- _Source material_

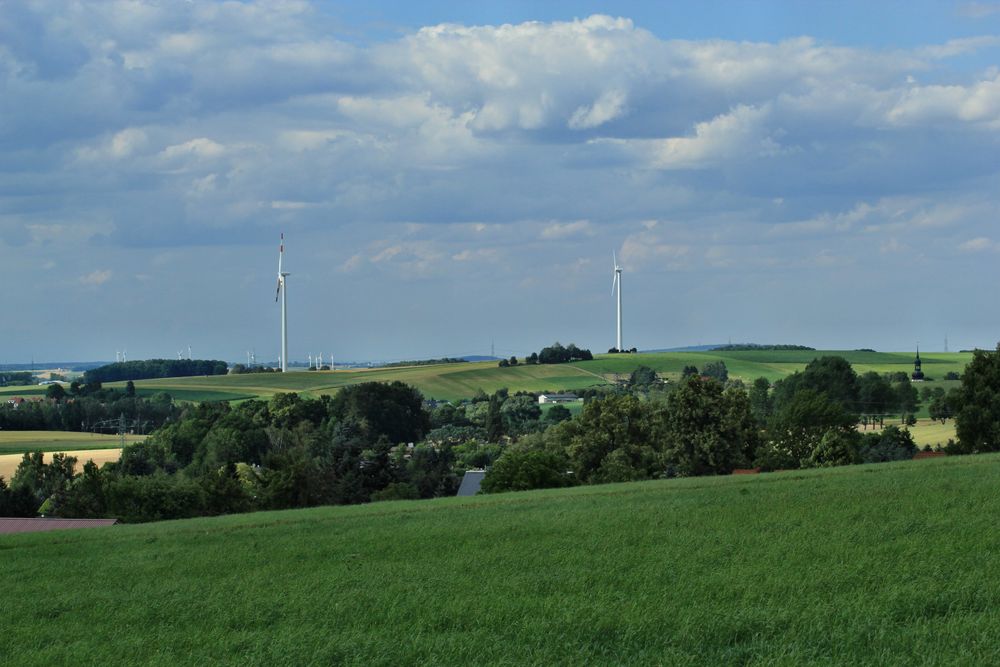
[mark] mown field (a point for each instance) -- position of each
(10, 462)
(18, 442)
(457, 381)
(882, 564)
(445, 381)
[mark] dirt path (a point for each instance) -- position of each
(8, 462)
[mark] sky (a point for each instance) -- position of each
(452, 176)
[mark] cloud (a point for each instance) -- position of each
(978, 103)
(201, 147)
(648, 249)
(979, 244)
(562, 230)
(609, 106)
(96, 278)
(453, 154)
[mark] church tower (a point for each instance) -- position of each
(918, 375)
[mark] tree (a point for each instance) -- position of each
(977, 420)
(836, 448)
(892, 444)
(706, 430)
(942, 405)
(519, 412)
(907, 398)
(760, 400)
(875, 394)
(829, 375)
(797, 428)
(494, 421)
(520, 470)
(42, 479)
(611, 441)
(394, 410)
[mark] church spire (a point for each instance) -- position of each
(918, 374)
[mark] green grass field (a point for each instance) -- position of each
(18, 442)
(457, 381)
(883, 564)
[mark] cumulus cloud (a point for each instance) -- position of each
(562, 230)
(979, 244)
(96, 278)
(143, 126)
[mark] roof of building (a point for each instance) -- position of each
(471, 482)
(35, 525)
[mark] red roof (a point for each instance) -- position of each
(15, 525)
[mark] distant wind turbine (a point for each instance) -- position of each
(617, 282)
(283, 295)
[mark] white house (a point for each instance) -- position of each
(558, 398)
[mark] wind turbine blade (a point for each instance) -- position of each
(281, 252)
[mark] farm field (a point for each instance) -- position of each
(891, 563)
(18, 442)
(9, 462)
(457, 381)
(926, 431)
(444, 381)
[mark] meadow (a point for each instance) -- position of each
(879, 564)
(457, 381)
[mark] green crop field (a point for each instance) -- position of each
(457, 381)
(775, 365)
(882, 564)
(18, 442)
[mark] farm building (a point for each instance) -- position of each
(557, 398)
(31, 525)
(471, 482)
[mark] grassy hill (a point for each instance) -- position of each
(884, 564)
(455, 381)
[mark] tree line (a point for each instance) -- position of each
(381, 441)
(88, 408)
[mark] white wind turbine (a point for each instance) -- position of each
(282, 293)
(617, 282)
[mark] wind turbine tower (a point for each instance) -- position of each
(283, 295)
(617, 282)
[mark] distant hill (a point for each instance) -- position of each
(688, 348)
(458, 381)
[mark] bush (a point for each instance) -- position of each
(397, 491)
(837, 448)
(892, 444)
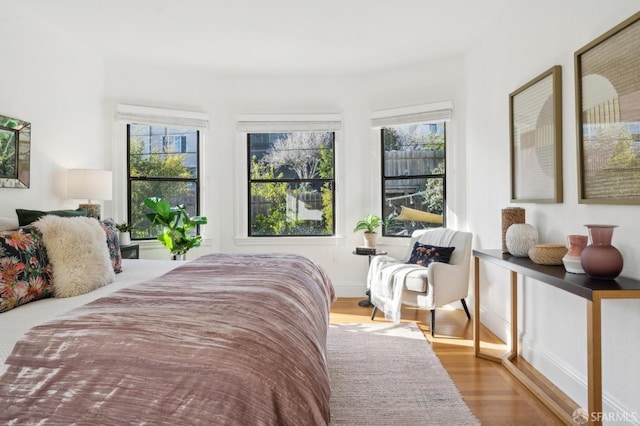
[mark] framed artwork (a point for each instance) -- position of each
(608, 116)
(15, 152)
(535, 118)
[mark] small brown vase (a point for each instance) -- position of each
(571, 260)
(600, 259)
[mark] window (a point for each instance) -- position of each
(162, 162)
(291, 186)
(413, 177)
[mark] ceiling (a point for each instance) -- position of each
(273, 36)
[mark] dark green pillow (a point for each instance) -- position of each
(26, 217)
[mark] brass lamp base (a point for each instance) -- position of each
(93, 210)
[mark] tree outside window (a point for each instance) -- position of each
(413, 177)
(162, 162)
(291, 184)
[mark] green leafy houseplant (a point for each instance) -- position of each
(176, 224)
(369, 224)
(124, 227)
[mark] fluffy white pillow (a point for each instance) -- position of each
(78, 253)
(8, 223)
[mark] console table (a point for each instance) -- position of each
(593, 290)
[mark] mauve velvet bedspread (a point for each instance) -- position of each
(222, 340)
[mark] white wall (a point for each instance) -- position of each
(56, 84)
(357, 152)
(527, 39)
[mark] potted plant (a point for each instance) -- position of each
(125, 233)
(369, 224)
(176, 224)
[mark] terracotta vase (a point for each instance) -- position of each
(571, 260)
(600, 259)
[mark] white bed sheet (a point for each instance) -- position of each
(17, 321)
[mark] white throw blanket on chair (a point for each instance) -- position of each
(387, 275)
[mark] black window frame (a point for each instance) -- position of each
(131, 179)
(332, 183)
(385, 178)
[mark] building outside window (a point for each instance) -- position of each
(291, 183)
(161, 162)
(413, 177)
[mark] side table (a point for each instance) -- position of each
(366, 303)
(130, 251)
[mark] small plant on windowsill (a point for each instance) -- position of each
(176, 224)
(369, 224)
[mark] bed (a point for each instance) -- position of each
(233, 339)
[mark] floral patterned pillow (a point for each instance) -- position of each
(25, 271)
(113, 243)
(424, 254)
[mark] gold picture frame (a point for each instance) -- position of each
(608, 116)
(535, 118)
(15, 152)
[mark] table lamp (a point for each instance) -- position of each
(89, 184)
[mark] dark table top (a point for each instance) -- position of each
(579, 284)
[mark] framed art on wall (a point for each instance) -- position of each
(608, 116)
(535, 119)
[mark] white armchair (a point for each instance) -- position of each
(393, 282)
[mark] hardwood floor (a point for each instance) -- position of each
(494, 396)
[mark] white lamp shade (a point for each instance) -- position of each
(89, 184)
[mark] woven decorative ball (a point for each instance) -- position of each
(520, 238)
(548, 254)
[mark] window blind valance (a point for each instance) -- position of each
(166, 117)
(276, 123)
(426, 113)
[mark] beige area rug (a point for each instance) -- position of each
(387, 374)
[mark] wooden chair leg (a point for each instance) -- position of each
(373, 313)
(432, 324)
(466, 310)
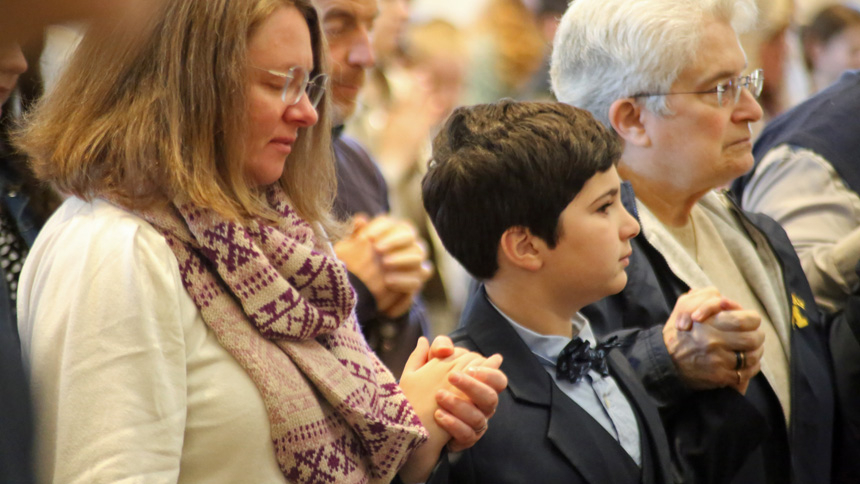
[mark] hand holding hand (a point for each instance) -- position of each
(404, 261)
(422, 381)
(703, 335)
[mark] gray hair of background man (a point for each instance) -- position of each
(611, 49)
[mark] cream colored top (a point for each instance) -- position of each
(703, 243)
(129, 384)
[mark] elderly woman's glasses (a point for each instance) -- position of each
(297, 82)
(727, 91)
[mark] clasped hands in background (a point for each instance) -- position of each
(387, 255)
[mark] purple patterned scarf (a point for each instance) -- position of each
(281, 304)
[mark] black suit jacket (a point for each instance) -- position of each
(538, 433)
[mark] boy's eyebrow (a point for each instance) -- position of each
(612, 192)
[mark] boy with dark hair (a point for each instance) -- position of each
(526, 196)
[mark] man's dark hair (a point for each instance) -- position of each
(510, 164)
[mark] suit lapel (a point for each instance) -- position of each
(580, 439)
(653, 441)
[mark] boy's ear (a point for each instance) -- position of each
(625, 115)
(518, 247)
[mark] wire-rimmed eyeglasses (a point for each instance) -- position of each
(728, 90)
(298, 81)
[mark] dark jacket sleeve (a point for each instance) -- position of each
(16, 430)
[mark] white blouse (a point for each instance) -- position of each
(129, 384)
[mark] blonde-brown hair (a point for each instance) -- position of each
(145, 118)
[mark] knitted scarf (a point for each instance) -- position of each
(280, 303)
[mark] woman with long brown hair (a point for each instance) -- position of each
(182, 315)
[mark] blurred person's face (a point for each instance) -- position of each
(282, 41)
(389, 27)
(839, 54)
(12, 65)
(347, 25)
(703, 145)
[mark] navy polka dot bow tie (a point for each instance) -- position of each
(578, 357)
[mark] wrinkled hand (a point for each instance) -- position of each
(425, 381)
(702, 335)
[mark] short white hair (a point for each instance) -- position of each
(606, 50)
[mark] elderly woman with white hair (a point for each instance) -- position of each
(670, 77)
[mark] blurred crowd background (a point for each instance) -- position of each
(434, 55)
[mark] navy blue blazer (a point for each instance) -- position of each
(538, 433)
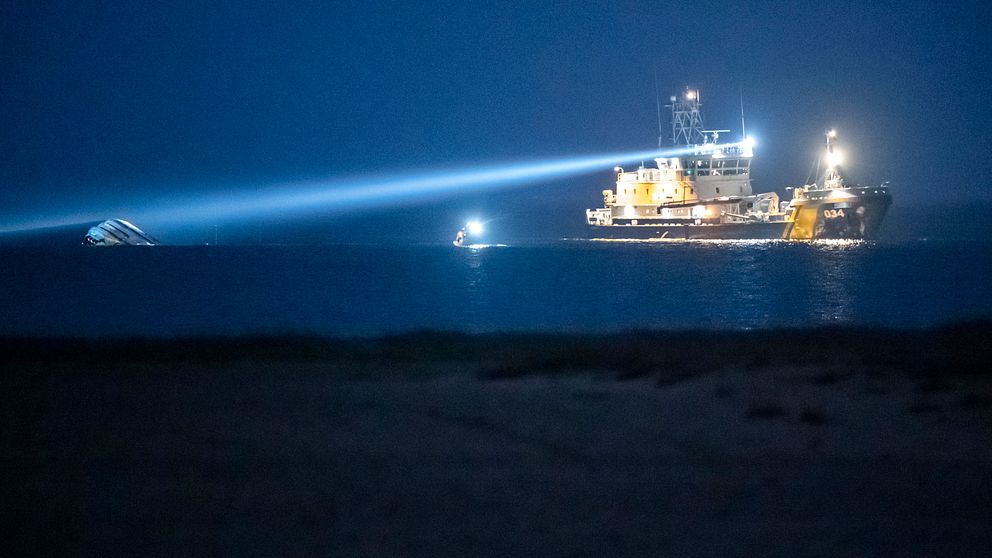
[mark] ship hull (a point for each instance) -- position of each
(857, 214)
(719, 231)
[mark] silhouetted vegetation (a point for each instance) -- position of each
(666, 356)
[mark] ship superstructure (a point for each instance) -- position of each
(706, 193)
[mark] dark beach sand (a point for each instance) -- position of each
(829, 442)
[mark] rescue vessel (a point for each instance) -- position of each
(705, 193)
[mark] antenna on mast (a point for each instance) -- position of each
(743, 129)
(657, 102)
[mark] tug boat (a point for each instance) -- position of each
(706, 193)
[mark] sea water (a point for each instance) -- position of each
(576, 286)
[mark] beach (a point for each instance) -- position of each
(823, 442)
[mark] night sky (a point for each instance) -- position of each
(118, 107)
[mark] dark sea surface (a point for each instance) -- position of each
(555, 287)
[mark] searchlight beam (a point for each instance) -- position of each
(364, 193)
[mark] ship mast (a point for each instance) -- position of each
(687, 120)
(832, 179)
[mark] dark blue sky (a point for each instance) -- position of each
(125, 104)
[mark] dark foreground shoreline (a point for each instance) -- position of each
(823, 442)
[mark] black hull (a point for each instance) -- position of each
(856, 214)
(725, 231)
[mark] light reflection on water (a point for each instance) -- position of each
(592, 287)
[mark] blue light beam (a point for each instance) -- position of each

- _Exercise aim_
Could you write out the part of the listing that opens with the line containing "[mark] elderly woman with" and runs through the end of the listing, swapping every "ship" for "boat" and keeping everything else the same? Leave the pictures out of your answer.

- _Correct output_
[mark] elderly woman with white hair (a point for each instance) -- position of each
(670, 77)
[mark] blurred crowd background (a point for each instance) -- position of each
(434, 55)
[mark] navy blue blazer (a point for each instance) -- position of each
(538, 433)
[mark] boat hull (a point for each instance) -- position of each
(857, 214)
(719, 231)
[mark] silhouetted vegetation (a point for each instance) -- position of each
(666, 356)
[mark] boat superstructure (a point for each instance) -- position of each
(706, 193)
[mark] dark beach sand (a point for each instance) -- position of each
(829, 442)
[mark] rescue vessel (a point for each instance) -- position of each
(705, 193)
[mark] antenna on mast (a point for each instance) -- position of each
(743, 129)
(657, 102)
[mark] tug boat (a point for each instance) -- position of each
(706, 193)
[mark] sea water (a point for each instance) -- position of each
(576, 286)
[mark] beach (a point for each instance) -- position of each
(823, 442)
[mark] night sky (a point for each instance) -- position of each
(118, 107)
[mark] dark sea surface (a point for each instance) -- position of each
(555, 287)
[mark] searchlight beam (a point for each instance) -- position of each
(364, 193)
[mark] boat mast (a point for each instance) -- position of each
(687, 120)
(832, 179)
[mark] dark blue sky (a point for each instance) -- position of each
(125, 104)
[mark] dark foreground shoreline (a point for each instance) -- position of each
(823, 442)
[mark] black hull (a point for each instance) -- position of each
(856, 214)
(725, 231)
[mark] light reflection on water (a point for each instance) -- position of each
(592, 287)
[mark] blue light beam (a point for each instance) -- position of each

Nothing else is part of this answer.